---------- Text ----------
However, we might want to know the "instantaneous rate of change" and now we have a problem: if $h = 0$, we get:

$\dfrac{f(x+0) - f(x)}{0} = \dfrac{0}{0}$, and we have no idea what that even means.

So the basic idea is: we let $h$ get "really, really small", and see if the difference quotient (the slope of the line mentioned earlier) tends to "settle down" to a fixed number, called a LIMIT.

Now, this might seem like cheating, but consider something like:

$\dfrac{x}{x}$.

It's pretty clear that everywhere BUT $x = 0$, this ratio is equal to 1. So if we leave a hole at $0$, and define:

$f(x) = \dfrac{x}{x}, x \neq 0$

$f(0) = 1$

hey! Problem solved!

Now the exact definition of a limit is kind of ugly, with deltas and epsilons, and lots of quantifiers and such, but the basic idea is this:

We say $\displaystyle \lim_{x \to a} f(x) = L$ if when $x$ is "near" $a$ (but not equal to it, because maybe we can't go there!), $f(x)$ is "near" $L$. The math-ese in the formal definition is to make precise: "what qualifies as 'near'?".

In particular, we say that if:

$\dfrac{f(x+h) - f(x)}{h}$ tends to SOME specific number as $h$ approaches 0, then that number is the DERIVATIVE of $f$ at $x$, written $f'(x)$. We also call it the SLOPE of $f$ at $x$, because it represents the slope of a tangent (from the Latin for "touching") line to $f$ at the point $x$.
----------
Problems and tasks:
1 - In the passage on limits, what does the word "tangent" come from?
2 - Write out the passage on limits word for word from "Now the exact" to "the point $x$.".
3 - Carry the passage on limits forward from the point where it stops.
The listing isn't needed for any of this.
---------- Excerpted data ----------
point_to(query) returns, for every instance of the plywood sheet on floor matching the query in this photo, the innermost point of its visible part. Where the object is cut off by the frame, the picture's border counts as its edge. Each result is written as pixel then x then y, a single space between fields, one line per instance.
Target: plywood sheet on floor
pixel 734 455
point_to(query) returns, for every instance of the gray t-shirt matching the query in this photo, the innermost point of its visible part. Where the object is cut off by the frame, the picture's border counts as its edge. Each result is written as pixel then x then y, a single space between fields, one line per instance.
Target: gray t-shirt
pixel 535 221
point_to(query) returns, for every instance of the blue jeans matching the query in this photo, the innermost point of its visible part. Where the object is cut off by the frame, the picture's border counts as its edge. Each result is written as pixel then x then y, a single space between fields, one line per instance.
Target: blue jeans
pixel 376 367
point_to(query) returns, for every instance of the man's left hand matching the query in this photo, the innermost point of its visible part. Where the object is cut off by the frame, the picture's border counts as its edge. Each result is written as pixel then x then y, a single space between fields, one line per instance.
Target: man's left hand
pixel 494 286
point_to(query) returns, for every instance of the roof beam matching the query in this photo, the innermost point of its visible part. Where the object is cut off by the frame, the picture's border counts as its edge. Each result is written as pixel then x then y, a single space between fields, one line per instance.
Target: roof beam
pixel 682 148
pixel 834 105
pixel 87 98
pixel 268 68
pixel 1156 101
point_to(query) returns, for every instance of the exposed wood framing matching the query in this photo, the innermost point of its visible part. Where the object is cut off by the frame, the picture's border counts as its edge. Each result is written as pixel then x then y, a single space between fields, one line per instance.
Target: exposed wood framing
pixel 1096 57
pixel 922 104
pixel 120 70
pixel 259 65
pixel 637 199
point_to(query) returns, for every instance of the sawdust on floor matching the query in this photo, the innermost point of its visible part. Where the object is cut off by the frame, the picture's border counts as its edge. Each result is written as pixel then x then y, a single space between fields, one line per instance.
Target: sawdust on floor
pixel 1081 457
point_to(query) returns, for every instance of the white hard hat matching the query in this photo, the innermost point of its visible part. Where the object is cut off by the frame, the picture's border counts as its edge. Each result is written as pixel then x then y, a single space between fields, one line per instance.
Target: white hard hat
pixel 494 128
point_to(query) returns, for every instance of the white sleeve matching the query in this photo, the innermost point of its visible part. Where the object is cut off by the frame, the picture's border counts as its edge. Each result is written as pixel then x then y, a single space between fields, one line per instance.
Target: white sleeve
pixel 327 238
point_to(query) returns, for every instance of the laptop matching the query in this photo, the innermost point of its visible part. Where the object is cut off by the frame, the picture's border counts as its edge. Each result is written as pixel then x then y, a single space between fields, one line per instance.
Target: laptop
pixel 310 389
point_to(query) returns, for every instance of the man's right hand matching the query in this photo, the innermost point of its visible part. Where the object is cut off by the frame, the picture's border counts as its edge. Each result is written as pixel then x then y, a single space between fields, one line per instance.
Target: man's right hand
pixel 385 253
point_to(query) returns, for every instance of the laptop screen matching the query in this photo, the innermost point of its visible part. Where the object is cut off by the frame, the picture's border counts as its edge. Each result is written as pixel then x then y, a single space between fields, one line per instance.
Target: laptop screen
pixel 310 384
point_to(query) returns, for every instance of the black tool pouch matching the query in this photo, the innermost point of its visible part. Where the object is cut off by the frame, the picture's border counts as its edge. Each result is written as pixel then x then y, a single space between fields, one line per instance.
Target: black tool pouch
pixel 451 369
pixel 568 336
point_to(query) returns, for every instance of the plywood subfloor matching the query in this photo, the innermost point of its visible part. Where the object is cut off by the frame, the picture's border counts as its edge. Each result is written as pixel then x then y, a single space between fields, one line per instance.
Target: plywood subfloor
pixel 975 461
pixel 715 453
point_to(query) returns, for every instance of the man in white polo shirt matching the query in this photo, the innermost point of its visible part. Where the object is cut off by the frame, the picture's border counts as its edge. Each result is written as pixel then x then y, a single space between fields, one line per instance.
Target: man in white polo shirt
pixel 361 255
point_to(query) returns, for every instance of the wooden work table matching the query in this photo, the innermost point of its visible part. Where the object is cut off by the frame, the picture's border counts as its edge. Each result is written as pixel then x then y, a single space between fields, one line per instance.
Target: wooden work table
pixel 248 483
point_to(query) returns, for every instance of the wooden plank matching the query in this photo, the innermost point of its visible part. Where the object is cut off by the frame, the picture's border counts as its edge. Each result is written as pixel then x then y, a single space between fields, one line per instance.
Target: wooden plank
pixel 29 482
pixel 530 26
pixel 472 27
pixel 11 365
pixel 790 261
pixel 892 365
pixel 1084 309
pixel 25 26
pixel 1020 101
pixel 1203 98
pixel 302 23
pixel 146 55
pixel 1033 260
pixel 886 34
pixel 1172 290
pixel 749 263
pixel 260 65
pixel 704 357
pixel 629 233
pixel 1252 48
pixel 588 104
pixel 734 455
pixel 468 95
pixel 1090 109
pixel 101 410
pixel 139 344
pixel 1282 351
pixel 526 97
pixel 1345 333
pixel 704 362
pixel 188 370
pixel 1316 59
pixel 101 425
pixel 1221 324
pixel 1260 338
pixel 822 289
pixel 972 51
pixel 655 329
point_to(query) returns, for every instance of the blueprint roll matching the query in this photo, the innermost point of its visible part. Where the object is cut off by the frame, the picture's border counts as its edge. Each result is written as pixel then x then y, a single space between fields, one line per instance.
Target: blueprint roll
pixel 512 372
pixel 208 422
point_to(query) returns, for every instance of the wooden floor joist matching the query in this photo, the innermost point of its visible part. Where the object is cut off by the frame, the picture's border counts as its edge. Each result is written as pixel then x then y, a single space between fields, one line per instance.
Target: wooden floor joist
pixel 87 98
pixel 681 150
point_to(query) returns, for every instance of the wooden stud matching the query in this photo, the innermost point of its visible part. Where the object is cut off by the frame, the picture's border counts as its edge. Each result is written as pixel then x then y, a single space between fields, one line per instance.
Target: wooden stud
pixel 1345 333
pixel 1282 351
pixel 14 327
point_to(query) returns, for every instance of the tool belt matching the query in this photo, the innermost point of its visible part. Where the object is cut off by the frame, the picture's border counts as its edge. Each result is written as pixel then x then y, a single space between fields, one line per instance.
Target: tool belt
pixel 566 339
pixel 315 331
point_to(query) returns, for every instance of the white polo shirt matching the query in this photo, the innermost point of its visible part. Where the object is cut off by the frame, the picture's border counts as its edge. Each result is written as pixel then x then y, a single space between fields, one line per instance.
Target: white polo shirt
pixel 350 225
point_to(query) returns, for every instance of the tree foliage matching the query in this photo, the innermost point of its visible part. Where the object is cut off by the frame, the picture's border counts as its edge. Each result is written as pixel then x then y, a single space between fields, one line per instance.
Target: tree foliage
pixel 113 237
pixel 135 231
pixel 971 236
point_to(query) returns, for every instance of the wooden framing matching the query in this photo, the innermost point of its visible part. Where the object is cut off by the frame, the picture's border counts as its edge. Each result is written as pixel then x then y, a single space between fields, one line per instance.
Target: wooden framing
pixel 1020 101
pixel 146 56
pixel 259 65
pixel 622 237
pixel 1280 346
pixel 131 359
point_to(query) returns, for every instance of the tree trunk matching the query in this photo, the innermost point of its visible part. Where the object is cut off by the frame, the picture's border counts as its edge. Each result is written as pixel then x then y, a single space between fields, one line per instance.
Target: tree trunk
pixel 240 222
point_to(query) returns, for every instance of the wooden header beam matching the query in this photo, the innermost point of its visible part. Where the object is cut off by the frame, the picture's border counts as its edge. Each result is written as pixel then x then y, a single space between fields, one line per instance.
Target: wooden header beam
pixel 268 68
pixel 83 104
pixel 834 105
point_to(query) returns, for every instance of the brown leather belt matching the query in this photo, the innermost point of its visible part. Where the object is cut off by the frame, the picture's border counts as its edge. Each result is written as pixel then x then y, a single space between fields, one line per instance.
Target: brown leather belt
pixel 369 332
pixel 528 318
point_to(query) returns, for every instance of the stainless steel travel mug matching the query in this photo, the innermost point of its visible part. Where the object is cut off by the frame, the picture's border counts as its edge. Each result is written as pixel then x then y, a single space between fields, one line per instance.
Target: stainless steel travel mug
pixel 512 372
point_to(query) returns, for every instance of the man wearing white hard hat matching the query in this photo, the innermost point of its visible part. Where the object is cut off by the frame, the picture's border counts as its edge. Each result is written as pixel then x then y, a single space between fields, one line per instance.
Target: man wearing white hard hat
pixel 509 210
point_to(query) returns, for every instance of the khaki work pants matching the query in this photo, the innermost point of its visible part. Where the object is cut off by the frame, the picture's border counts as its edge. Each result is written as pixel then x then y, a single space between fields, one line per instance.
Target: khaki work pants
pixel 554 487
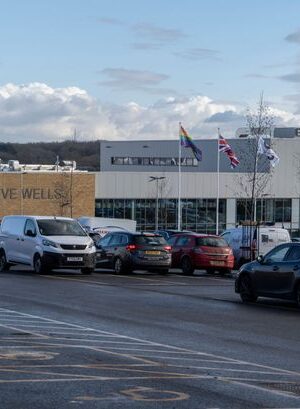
----------
Expected responses:
1 - It comes from the Latin for "touching."

2 -
Now the exact definition of a limit is kind of ugly, with deltas and epsilons, and lots of quantifiers and such, but the basic idea is this:

We say $\displaystyle \lim_{x \to a} f(x) = L$ if when $x$ is "near" $a$ (but not equal to it, because maybe we can't go there!), $f(x)$ is "near" $L$. The math-ese in the formal definition is to make precise: "what qualifies as 'near'?".

In particular, we say that if:

$\dfrac{f(x+h) - f(x)}{h}$ tends to SOME specific number as $h$ approaches 0, then that number is the DERIVATIVE of $f$ at $x$, written $f'(x)$. We also call it the SLOPE of $f$ at $x$, because it represents the slope of a tangent (from the Latin for "touching") line to $f$ at the point $x$.

3 -
Sometimes $h$ is written as $\Delta x$ (change in $x$), and the quantity $f(x+h) - f(x)$ is written as $\Delta y$ (change in $y$), and one may see the notation:

$\displaystyle \dfrac{dy}{dx} = \lim_{\Delta x \to 0} \dfrac{\Delta y}{\Delta x}$

****************************

tl,dr version: when you study derivatives, you have to find limits of expressions of the form:

$\dfrac{f(x+h) - f(x)}{h}$

and these limits are easier to find, AFTER you've simplified this (ESPECIALLY if the "$h$'s cancel"). So you're being given the chance to practice this ahead of time.

- Jun 20th 2014, 11:32 AM #8
## Re: What is this problem about?

My opinion is, apparently, pedagogical heresy and shared by virtually no one except first semester calculus students.

But yes, great-great intro to calculus, guys. Thank you. Very tangible and I think I've been able to form a basic understanding (although that is sometimes a deceptive thought , but we'll see).

So, in other words we take an infinitesimally small straight line which is tangent to a graph of some non-linear function and measure its slope; we then can use it for problem solving. And although the slope isn't exactly defined, for practical purposes it doesn't really matter, just as it doesn't matter that we can't use the exact value of pi. Am I correct?

- Jun 20th 2014, 12:05 PM #9

- Joined
- Feb 2014
- From
- United States
- Posts
- 1,686
- Thanks
- 796

## Re: What is this problem about?

That's the intuition of it.

I think, however, that most mathematicians (especially Platonists) would be very upset with the intuition's implication that calculus is just close to correct. What persuades me that they are right is this: if no matter how well I measure, I can't find the error, what justification do I have for even saying there is an error. Calculus works. How you justify that logically is where different people take different approaches.

- Jun 20th 2014, 12:14 PM #10

- Jun 20th 2014, 07:17 PM #11

- Joined
- Mar 2011
- From
- Tejas
- Posts
- 3,546
- Thanks
- 842

## Re: What is this problem about?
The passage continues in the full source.